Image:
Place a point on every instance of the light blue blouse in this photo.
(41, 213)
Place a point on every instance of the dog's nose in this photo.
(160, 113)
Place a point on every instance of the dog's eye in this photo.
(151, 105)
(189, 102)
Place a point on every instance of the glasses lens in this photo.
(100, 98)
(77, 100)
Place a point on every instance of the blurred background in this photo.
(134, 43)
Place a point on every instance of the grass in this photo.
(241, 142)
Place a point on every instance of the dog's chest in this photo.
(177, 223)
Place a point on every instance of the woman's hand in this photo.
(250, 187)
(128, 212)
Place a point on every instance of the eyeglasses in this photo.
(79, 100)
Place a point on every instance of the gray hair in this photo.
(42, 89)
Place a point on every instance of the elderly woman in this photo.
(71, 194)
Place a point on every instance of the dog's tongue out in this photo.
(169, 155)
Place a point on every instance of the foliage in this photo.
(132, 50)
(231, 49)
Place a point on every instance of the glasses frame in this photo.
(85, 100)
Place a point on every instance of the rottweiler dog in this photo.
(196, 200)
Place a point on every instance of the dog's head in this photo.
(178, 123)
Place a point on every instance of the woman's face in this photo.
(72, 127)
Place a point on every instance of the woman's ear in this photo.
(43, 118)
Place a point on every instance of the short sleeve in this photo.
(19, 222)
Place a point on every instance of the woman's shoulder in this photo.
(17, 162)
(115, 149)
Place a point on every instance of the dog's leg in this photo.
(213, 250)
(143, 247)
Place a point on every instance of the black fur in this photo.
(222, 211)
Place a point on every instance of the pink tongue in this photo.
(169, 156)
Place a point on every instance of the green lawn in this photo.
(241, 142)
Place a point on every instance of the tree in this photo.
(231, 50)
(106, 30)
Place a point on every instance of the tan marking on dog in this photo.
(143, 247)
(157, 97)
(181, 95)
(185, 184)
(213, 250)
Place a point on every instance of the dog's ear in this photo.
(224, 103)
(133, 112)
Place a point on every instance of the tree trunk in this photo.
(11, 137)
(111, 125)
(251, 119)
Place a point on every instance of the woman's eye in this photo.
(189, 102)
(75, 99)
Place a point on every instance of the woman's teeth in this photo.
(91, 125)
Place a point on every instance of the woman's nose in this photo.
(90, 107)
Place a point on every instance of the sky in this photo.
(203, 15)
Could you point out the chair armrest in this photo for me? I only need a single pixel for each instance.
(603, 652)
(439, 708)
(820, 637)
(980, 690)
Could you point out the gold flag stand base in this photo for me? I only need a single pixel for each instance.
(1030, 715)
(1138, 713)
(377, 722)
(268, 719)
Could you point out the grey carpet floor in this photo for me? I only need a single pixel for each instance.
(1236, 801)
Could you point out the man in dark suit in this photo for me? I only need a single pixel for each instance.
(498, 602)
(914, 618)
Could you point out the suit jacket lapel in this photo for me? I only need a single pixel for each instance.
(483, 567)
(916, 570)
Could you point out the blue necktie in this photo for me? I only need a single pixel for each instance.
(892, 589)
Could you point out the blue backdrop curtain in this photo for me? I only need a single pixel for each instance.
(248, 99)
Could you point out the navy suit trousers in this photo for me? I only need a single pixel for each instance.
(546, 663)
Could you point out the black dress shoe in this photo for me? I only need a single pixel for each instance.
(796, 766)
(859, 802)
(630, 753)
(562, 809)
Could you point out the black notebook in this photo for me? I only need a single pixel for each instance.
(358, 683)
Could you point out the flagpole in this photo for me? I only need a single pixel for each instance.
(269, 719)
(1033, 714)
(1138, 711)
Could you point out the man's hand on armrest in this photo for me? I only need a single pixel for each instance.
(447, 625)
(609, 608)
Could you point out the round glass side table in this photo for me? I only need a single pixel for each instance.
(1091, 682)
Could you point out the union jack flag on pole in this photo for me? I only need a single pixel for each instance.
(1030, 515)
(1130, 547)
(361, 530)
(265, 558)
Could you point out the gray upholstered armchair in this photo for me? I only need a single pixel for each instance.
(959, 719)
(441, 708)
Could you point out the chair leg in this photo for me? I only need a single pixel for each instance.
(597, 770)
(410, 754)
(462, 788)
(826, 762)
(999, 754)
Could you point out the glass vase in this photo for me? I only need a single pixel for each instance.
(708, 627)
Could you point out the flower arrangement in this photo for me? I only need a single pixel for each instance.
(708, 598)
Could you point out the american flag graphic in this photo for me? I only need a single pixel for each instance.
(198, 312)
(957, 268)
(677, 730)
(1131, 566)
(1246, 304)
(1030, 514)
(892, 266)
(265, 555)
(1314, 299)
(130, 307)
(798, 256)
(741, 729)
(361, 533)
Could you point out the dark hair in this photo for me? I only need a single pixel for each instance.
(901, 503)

=====

Reproduce all of the data above without any alteration.

▶ [ANSWER FOR THIS EXERCISE]
Image:
Place a point on every instance of the light blue blouse in this photo.
(41, 213)
Place a point on every instance of the dog's nose in this photo.
(160, 113)
Place a point on every instance of the dog's eye in this photo.
(151, 105)
(189, 102)
Place a point on every instance of the glasses lens in this photo.
(100, 98)
(77, 100)
Place a point on every instance of the blurred background in this photo.
(134, 43)
Place a point on every instance of the grass in this photo.
(241, 142)
Place a point on every instance of the dog's chest in this photo.
(177, 223)
Place a point on every instance of the woman's hand in this photo.
(250, 187)
(128, 212)
Place a point on every instance of the eyeglasses in this photo.
(79, 100)
Place a point on every instance of the gray hair in this photo.
(42, 89)
Place a point on every instance of the elderly woman in this photo.
(71, 194)
Place a point on every instance of the dog's tongue out in this photo.
(169, 155)
Place a point on every instance of the foliage in this photo.
(132, 50)
(231, 49)
Place a point on every instance of the glasses frame in this photo.
(85, 100)
Place a point on every instance of the rottweiler dog in this photo.
(196, 200)
Place a point on every instance of the dog's head in this photo.
(178, 123)
Place a point on every instance of the woman's face in this photo.
(72, 127)
Place a point on every instance of the woman's ear in this photo.
(43, 118)
Place a point on every instance of the short sleeve in this photo.
(19, 222)
Place a point on every instance of the woman's shoulder in this photo.
(17, 162)
(115, 149)
Place a point on every instance of the dog's leg in this photo.
(213, 250)
(143, 247)
Place a point on every instance of the black fur in this photo.
(222, 211)
Place a point on every instance of the pink tongue in this photo.
(169, 156)
Place a point on every instance of the green lawn in this photo.
(241, 142)
Place a point on every instance of the tree in this photo.
(231, 50)
(106, 30)
Place a point on every instance of the tan marking on dog in this photo.
(143, 247)
(157, 97)
(181, 95)
(185, 184)
(213, 250)
Place a point on every instance of the dog's ear in this photo.
(224, 103)
(133, 112)
Place a point on every instance of the tree trunk in this photo.
(11, 137)
(111, 125)
(251, 119)
Place a point on every instance of the woman's eye in this photo.
(189, 102)
(75, 99)
Place a point on every instance of the woman's teeth in this photo.
(91, 125)
Place a point on every instance of the woman's nose in this photo.
(90, 107)
Place a point on every instance of the sky in this photo.
(203, 15)
Could you point out the chair armrest in this photo for me? I only need a single pixel for each instance.
(603, 652)
(439, 708)
(820, 637)
(980, 690)
Could you point out the gold flag stand base in this photo for me? I only need a single pixel for each instance.
(1030, 715)
(1138, 713)
(377, 722)
(268, 719)
Could you point out the grey carpet floor in this photo for me? I only need a single pixel for each instance.
(1236, 801)
Could you point out the man in dark suit in this photo for me? I only need a single pixel for each instance.
(498, 602)
(914, 618)
Could you point out the suit jacket lapel in this photo for me? I only need a single pixel for each instance.
(483, 567)
(916, 570)
Could you point out the blue necktie in this photo for me? I only need a single pixel for each instance.
(892, 589)
Could you point out the blue backdrop curtain in this photo for me? I only need a single pixel for each instance.
(248, 99)
Could you point out the navy suit trousers in this photo for me? I only need a single pixel for each instance.
(546, 663)
Could you point out the black dress shoe in this photo for me? I only need a single pixel for each instance.
(796, 766)
(859, 802)
(630, 753)
(562, 809)
Could you point out the black notebook in this photo for me? I only need a single pixel for each instance.
(358, 683)
Could you point out the flagpole in this photo for me? I only need a single pixel for each instance.
(269, 719)
(1033, 714)
(1138, 711)
Could you point out the man's hand on armrest in this photo for me? I only need a single pixel for each instance.
(447, 625)
(609, 608)
Could you point out the round glass side table in this photo for me? I only need a single pixel for each instance.
(1091, 682)
Could you point out the union jack flag on pole in this photo for me? I only need a single pixel for each instance.
(1030, 515)
(1130, 547)
(361, 530)
(265, 558)
Could you point out the gray upholstered armchair in this photo for me? I only need a single pixel for each instance.
(959, 719)
(441, 708)
Could you point out the chair leg in this photo for me? I only need a single pixel for each instance.
(597, 770)
(410, 754)
(462, 788)
(826, 762)
(999, 754)
Could you point out the glass vase in this photo for me? I only need a single pixel for each instance.
(708, 627)
Could you point out the flower arrangement in this photo for me? I only need a single pixel for each instance.
(708, 598)
Could you point out the american flag graphic in this photo for me? I only need a single pixel for each instance.
(198, 312)
(957, 268)
(677, 730)
(1131, 566)
(1246, 304)
(1030, 514)
(892, 266)
(265, 555)
(1314, 299)
(130, 307)
(798, 256)
(741, 729)
(361, 533)
Could you point out the dark hair in this photo for me? I only need a single pixel for each instance.
(901, 503)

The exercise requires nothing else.